- **Reading text**
-- begin --
Scholars of American gentility have also examined two other sets of relationships. The first notes colonists’ connections with Britain. Like some contemporaries, these scholars sometimes speak of American elites “aping” metropolitan examples. Whereas earlier studies often focus on whether such imitation was desirable, some recent works refine the analysis by replacing the idea of imitation with “emulation” (Bushman’s attempt to emphasize adherence to a set of common values) or “legitimation” (seeking approval from British audiences skeptical of provincials).26

A final set of studies focuses on American elites’ relationships with subordinates rather than their provincial peers or transatlantic superiors. These scholars often see gentility as a means of (even a “tool” for) dividing society. In this view, elites used distinctive material culture and behavior to reinforce social boundaries through “explicit status markers” that “built a theater of class dominance.” Cary Carson speaks of provincial elites practicing “modern class warfare.”27 Such arguments show a sharp awareness of the central issues of power and authority, especially in application to poorer and less powerful people who receive little attention elsewhere. But these works too often rely on crude views of how power operated, and fail to distinguish eighteenth-century domination from earlier (and later) experiences.
-- end --
- **Prompt A**
Transcribe verbatim the portion of the passage on American gentility that opens with the words containing "A final set" and closes with "(and later) experiences.".
- **Prompt B**
Extend the passage on scholarship about American gentility, picking up after its final sentence.

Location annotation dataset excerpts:
-- begin --
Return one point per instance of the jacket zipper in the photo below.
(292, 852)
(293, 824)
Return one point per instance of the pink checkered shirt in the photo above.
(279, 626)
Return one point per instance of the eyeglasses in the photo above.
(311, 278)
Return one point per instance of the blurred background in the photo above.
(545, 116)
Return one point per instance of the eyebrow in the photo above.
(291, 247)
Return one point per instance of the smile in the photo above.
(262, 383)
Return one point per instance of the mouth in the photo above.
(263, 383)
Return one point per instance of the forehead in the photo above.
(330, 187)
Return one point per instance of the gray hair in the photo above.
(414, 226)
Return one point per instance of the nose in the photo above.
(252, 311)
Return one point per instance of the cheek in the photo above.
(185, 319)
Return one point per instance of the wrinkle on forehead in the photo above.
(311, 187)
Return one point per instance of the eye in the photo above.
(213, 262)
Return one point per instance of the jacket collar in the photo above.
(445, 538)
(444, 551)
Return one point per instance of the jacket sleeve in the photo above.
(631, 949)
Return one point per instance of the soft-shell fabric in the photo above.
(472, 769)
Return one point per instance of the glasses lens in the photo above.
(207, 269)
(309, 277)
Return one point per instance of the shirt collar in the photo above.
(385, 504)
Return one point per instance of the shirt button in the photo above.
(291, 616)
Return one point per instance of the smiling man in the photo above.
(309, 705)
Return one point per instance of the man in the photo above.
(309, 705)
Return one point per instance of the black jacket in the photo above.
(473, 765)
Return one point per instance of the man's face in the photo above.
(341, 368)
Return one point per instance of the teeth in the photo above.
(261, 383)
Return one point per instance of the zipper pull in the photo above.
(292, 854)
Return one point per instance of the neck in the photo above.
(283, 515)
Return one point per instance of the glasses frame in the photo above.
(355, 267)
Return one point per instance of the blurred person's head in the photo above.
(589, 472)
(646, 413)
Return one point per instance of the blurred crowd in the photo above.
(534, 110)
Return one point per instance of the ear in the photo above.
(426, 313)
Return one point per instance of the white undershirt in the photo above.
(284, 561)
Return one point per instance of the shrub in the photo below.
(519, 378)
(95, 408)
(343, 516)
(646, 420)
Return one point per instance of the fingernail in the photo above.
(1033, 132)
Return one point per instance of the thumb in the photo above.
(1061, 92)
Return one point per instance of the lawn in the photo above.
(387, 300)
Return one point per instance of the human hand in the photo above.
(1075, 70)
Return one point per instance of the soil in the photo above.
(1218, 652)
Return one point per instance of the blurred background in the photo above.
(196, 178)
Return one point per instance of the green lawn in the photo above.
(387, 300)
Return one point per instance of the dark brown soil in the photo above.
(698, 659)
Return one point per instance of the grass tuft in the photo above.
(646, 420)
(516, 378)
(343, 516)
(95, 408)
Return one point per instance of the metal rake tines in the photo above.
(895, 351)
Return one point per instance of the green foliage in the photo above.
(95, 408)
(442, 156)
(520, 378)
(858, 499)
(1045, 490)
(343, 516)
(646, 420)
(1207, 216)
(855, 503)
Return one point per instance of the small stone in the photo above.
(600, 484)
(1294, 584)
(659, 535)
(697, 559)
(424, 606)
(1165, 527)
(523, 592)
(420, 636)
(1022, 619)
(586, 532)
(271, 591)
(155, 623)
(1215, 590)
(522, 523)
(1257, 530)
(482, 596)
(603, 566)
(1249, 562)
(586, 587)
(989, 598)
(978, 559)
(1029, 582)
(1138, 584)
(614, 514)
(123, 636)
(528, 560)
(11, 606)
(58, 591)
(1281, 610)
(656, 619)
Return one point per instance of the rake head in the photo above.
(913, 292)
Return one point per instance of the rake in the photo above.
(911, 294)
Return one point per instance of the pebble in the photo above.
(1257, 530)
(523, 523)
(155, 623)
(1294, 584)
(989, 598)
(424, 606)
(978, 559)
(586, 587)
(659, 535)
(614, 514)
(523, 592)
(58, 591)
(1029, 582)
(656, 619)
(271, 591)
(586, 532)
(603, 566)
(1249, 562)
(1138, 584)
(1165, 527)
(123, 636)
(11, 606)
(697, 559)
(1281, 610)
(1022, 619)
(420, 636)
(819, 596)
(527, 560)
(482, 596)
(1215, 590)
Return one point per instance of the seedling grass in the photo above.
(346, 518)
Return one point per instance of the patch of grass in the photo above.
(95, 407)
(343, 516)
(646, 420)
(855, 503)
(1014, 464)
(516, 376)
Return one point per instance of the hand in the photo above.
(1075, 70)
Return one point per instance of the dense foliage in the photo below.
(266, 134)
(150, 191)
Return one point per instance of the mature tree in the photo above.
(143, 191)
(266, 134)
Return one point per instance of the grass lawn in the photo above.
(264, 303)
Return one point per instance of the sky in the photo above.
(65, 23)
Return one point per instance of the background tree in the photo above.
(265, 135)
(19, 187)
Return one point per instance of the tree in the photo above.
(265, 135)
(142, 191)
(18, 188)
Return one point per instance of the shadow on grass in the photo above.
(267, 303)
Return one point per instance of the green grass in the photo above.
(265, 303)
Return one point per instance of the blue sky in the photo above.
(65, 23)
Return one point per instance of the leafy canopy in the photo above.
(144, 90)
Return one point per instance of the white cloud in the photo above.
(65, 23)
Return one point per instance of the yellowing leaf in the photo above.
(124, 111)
-- end --
- **Exercise response A**
A final set of studies focuses on American elites’ relationships with subordinates rather than their provincial peers or transatlantic superiors. These scholars often see gentility as a means of (even a “tool” for) dividing society. In this view, elites used distinctive material culture and behavior to reinforce social boundaries through “explicit status markers” that “built a theater of class dominance.” Cary Carson speaks of provincial elites practicing “modern class warfare.”27 Such arguments show a sharp awareness of the central issues of power and authority, especially in application to poorer and less powerful people who receive little attention elsewhere. But these works too often rely on crude views of how power operated, and fail to distinguish eighteenth-century domination from earlier (and later) experiences.

- **Exercise response B**
Although they often give little attention to political meanings, these American studies together point to the broad reach of politeness, a formation that could be used in interactions with peers as well as with the less powerful people that elites sought to lead and the more powerful who attempted to lead them. Politeness could be used in a variety of ways as well as in a range of relationships. It provided a means of describing social interactions in broad terms as well as assessing and advising on specific courses of action. Politeness could also refer to a series of practices that attempted to put these ideals into practice. With this breadth of meanings, politeness proved a powerful resource that eighteenth-century American elites drew on in a wide range of situations, including (as this work reveals) some of the most problematic moments in their lives.

Although Jonathan Belcher spoke of the “polite world,” “polite company,” and “polite judges of manners,”28 its ideals were never fully incarnated in either Britain or America. They always operated as both theory and practice, as Platonic ideal and social fact, always both partaking of and reacting against other ideas and practices. In America politeness developed alongside two contemporary transformations in the British empire, the expansion of imperial government and of slavery. Both helped make politeness possible, while also competing with it to shape the character of power in America.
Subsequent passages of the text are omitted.